─── EXTRAIT DU TEXTE ───

Coûteuse vérité : seuls LFI et le RN ont tenu des lignes claires, réclamant pour les uns le départ ou la destitution du Président de la République, et demandant pour les autres une nouvelle dissolution ou une démission présidentielle. Les partis restants, girouettes en pleine tempête, n'ont été que paroles creuses et positions changeantes.
L'épreuve du discours de politique générale est donc passée. Le PS n'a obtenu ni abrogation, ni suspension, mais décalage de la réforme des retraites. Une sorte de lot de consolation compensant leur échec d'arracher Matignon. Les socialistes étant désormais résolus, paraît-il, à une non-censure, M. Manuel Bompard, coordinateur national de La France insoumise, faisait remarquer qu'ils s'étaient fait acheter pour pas cher car permettant de laisser s'appliquer une augmentation générale des impôts (touchant les ménages mais aussi 80 % des TPE), une baisse du pouvoir d’achat des retraités, des fonctionnaires, des allocataires, le gel de l'indemnité journalière pour les aidants, le gel des prestations d'accueil d'enfant ou encore le gel de l'allocation lors du décès d'un enfant. Il dénonçait aussi le plan de coupes de 5 milliards d’euros sur les communes et services publics , l'augmentation de la TVA pour les auto entrepreneurs et les artisans, la taxe sur les malades d’affections longue durée, le doublement des franchises sur les médicaments, les transports médicaux et certains soins, la division par deux des efforts sur les grandes entreprises et les plus riches par rapport au dernier budget, 13 milliards d'économies sur la Sécurité Sociale et 7 milliards d'économies sur la santé etc.

─── DONNÉES ÉTUDIÉES ───

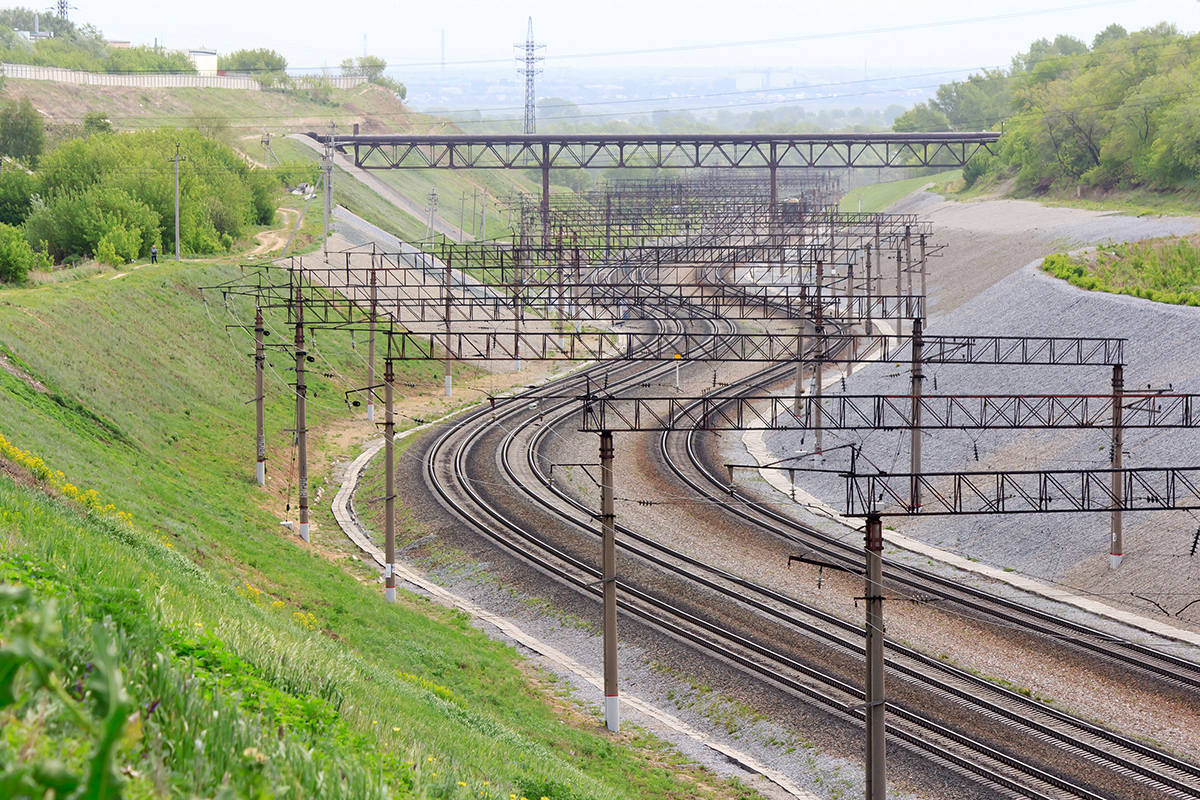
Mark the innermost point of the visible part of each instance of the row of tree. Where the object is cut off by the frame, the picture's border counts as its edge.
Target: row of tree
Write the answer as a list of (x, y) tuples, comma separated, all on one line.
[(112, 197), (77, 48), (1123, 112)]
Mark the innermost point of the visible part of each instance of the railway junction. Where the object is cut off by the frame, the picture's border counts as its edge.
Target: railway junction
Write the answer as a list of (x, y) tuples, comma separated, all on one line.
[(703, 305)]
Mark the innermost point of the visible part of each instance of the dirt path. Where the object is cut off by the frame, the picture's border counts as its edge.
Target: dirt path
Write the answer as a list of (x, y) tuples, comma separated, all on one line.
[(274, 240), (408, 205)]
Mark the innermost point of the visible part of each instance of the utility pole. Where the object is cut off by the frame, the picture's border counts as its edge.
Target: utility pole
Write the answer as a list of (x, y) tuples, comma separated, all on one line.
[(545, 194), (483, 214), (817, 433), (1116, 542), (261, 440), (371, 324), (870, 292), (875, 705), (327, 180), (918, 378), (609, 582), (433, 210), (907, 257), (301, 423), (531, 59), (389, 491), (447, 289), (177, 160)]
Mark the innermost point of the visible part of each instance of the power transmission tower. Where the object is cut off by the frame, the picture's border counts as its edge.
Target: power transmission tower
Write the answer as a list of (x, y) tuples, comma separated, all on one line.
[(327, 181), (270, 154), (529, 60)]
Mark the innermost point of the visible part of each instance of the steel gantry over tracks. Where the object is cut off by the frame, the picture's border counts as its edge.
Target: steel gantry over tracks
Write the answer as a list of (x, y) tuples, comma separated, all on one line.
[(661, 150)]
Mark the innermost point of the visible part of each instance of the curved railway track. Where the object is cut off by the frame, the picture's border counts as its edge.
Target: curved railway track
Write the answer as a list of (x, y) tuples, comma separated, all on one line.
[(448, 465)]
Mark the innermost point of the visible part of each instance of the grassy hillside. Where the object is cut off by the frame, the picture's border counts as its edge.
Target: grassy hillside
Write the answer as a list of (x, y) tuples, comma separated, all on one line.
[(193, 645), (877, 197), (240, 118)]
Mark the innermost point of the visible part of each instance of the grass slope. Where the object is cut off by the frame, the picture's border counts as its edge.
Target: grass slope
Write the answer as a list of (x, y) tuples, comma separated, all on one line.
[(877, 197), (1164, 270), (253, 666)]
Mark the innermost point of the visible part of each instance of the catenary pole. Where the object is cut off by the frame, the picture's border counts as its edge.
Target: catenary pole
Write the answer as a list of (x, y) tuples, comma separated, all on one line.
[(389, 524), (261, 439), (1116, 542), (301, 414), (609, 581), (876, 755)]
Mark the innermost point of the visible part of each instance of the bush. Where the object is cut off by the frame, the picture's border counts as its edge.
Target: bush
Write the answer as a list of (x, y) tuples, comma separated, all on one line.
[(130, 179), (17, 258), (17, 190)]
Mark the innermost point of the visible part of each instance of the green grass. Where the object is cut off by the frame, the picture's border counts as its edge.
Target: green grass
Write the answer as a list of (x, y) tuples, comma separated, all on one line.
[(255, 665), (1164, 270), (879, 197), (454, 188)]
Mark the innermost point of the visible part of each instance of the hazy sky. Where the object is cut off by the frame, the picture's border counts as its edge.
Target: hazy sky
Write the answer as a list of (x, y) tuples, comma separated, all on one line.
[(882, 36)]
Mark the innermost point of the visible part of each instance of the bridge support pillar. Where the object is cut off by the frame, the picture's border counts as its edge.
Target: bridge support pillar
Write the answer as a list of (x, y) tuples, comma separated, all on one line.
[(1116, 539)]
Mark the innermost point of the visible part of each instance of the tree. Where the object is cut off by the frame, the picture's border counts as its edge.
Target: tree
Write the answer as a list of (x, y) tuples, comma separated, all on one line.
[(257, 60), (1114, 32), (17, 190), (372, 66), (22, 133)]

───

> VOTRE OBJECTIF: Prolongez le texte sur le discours de politique générale et la réforme des retraites en reprenant juste après sa dernière phrase.

> RÉPONSE À L'EXERCICE:
Le choix probable des députés PS de ne pas censurer le gouvernement permettra donc au Premier ministre de mettre en oeuvre cette politique austéritaire, politique qui semble pourtant être contraire à ce que l'on pourrait nommer ‹‹ socialisme ››. Il semble que dans certains partis, l'intérêt des françaises et des français ne soit désormais plus vraiment une priorité.